- _Text segment_:
This is the second year of the Annual Interfaith Awards
The awards were presented yesterday at the launch of "Threads of Compassion - Guidelines for Multifaith and Interfaith Events"
The details of the two awards are below.
If you would like any more information feel free to contact me
This award is to recognise the individual who is deemed to have made the most significant contribution to developing understanding of faith diversity.
This year the award is presented to Margaret McNulty. Margaret has worked for many years with people who are seeking asylum, refugees, migrant workers and people from minority-ethnic backgrounds. She has used every opportunity to raise issues of faith diversity. The recipient has been an active supporter of the Interfaith Forum for very many years and could always be relied on to ask a pertinent question at the end of the meeting.
Margaret works in a voluntary capacity as Information Officer and committee member with EMBRACE and she has ensured that EMBRACE has a link on its web site entitled “Interfaith Understanding”. Here is a short excerpt from what she has written on that site:
“The term ‘inter-faith’ is sometimes used to refer to inter-denominational relationships within Christianity but here we focus on relationships between Christians and members of other world faiths. Christians vary in their attitudes to inter-faith engagement, depending on their own belief systems. Some feel that there are many ways to the one Divine Centre; some that other religions may contain truth but there is no salvation, except through Christ; still more see Christianity as the only true religion. These differing approaches are reflected in the degrees to which Christians are prepared to come together with others, and the boundaries they place on engagement. However, in a world of growing secularism, poverty, oppression, violence, mistrust and fear, many people welcome greater opportunities for encouraging mutual understanding and a possible common approach to some moral and social issues.”

- _Dataset entries_:
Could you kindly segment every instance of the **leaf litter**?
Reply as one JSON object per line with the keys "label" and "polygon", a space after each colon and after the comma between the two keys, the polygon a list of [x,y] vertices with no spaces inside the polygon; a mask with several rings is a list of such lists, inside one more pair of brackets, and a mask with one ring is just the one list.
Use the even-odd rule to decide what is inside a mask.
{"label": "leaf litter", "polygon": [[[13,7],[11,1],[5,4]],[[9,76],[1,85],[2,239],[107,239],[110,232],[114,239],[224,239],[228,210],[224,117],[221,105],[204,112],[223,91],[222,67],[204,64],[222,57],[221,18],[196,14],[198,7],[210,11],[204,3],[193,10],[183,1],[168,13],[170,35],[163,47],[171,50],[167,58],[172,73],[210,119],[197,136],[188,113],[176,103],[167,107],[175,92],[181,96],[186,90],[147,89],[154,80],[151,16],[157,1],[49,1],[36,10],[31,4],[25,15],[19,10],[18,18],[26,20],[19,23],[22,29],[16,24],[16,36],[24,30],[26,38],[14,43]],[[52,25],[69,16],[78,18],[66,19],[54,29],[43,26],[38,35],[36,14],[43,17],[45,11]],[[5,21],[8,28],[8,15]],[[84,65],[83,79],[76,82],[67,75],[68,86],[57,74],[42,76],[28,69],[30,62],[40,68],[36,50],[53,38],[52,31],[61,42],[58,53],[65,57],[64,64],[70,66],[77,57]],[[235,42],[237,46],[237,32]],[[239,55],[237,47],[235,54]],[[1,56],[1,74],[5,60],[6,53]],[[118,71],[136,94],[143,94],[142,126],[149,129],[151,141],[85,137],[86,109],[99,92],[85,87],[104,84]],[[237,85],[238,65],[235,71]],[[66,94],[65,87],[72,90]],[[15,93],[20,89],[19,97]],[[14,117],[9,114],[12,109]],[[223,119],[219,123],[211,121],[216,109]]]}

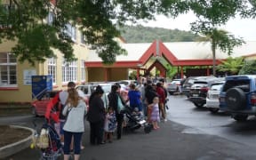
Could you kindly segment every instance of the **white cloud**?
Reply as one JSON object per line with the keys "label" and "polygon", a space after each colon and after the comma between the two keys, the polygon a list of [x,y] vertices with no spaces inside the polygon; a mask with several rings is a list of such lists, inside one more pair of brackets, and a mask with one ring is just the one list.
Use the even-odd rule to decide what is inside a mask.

- _Directions_:
1 > Based on the interfaith awards text, say whether each statement below agrees with it. Answer yes or no and quote the deciding words. (a) This is the first year of the Annual Interfaith Awards. (b) Margaret McNulty is paid for her work as Information Officer with EMBRACE. (c) The awards were presented at the launch of a set of guidelines for multifaith and interfaith events.
2 > Go on with the interfaith awards text from the point where it stops.

- _Task-by-task answers_:
1 >
(a) No: "This is the second year of the Annual Interfaith Awards"
(b) No: "Margaret works in a voluntary capacity as Information Officer and committee member with EMBRACE"
(c) Yes: "The awards were presented yesterday at the launch of "Threads of Compassion - Guidelines for Multifaith and Interfaith Events""

2 >
The corporate award is presented to the business or organisation that has made a significant contribution to the development of understanding of faith diversity in Northern Ireland.
The award this year is made to the Community Relations Council (CRC). The CRC is an organisation that was born out of the sectarian conflict in Northern Ireland and for many decades tackled some of the most difficult and intractable sectarian issues. However recent years have seen the organisation increasingly broaden its scope to address wider issues of diversity including issues of faith diversity as they are experienced by minority faith communities such as Baha’is, Buddhists, Hindus, Jews and Muslims.
In recent years under the leadership of its chairman, Peter Osborne, we have seen the Community Relations Council take great strides forward in championing the cause of faith diversity in its broadest sense. Community Relations Week this year included many activities and projects that had a multifaith dimension and for those of us on Facebook and Twitter we have been constantly reminded of the very diverse nature of Northern Ireland with constant tweets from Peter.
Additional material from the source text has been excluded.